### LISTED ENTRIES

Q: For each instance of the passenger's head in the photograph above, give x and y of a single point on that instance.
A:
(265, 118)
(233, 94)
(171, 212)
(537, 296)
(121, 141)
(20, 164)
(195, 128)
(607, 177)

==

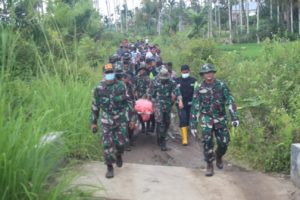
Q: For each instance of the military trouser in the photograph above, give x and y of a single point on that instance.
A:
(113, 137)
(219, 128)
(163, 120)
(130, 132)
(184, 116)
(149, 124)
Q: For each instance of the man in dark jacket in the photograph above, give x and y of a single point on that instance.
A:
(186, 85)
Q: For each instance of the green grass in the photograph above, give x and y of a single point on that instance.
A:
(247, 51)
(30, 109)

### EXERCISE DESCRIPTION
Return every line from the material that contains the word "above".

### SOLUTION
Q: For each instance of the passenger's head in the photograph above, give x and y of a single point on that instance.
Q: For each instance of the military trouser in the photograph above, give x and y of a single point on that instance.
Q: For each instance of the man in dark jacket in the photograph above, give x and y of a single point on that instance.
Q: For each instance of the green grass in the photograph above, give x and y of a single point on that instance.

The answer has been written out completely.